• _What to produce_: Retype the whole listing exactly. Leave out pictures.

• _Data for analysis_:
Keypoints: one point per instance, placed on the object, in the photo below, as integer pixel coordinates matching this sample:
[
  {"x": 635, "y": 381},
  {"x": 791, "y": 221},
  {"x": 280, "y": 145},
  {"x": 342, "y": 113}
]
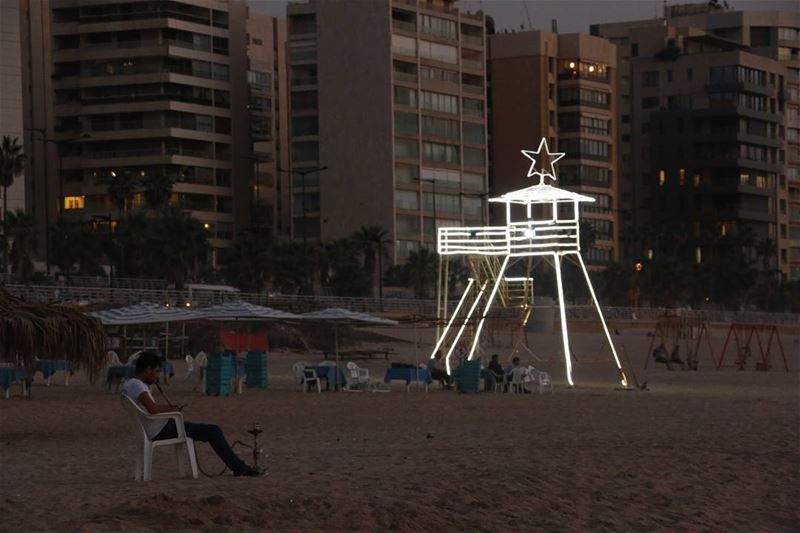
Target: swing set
[
  {"x": 742, "y": 340},
  {"x": 674, "y": 331}
]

• _Result of this exercise_:
Keypoints: one point per instance, placed on the object, in the photo below, as integer pixel coordinates matching this sample:
[
  {"x": 635, "y": 381},
  {"x": 791, "y": 221},
  {"x": 280, "y": 145},
  {"x": 342, "y": 113}
]
Target: swing set
[
  {"x": 742, "y": 340},
  {"x": 674, "y": 331}
]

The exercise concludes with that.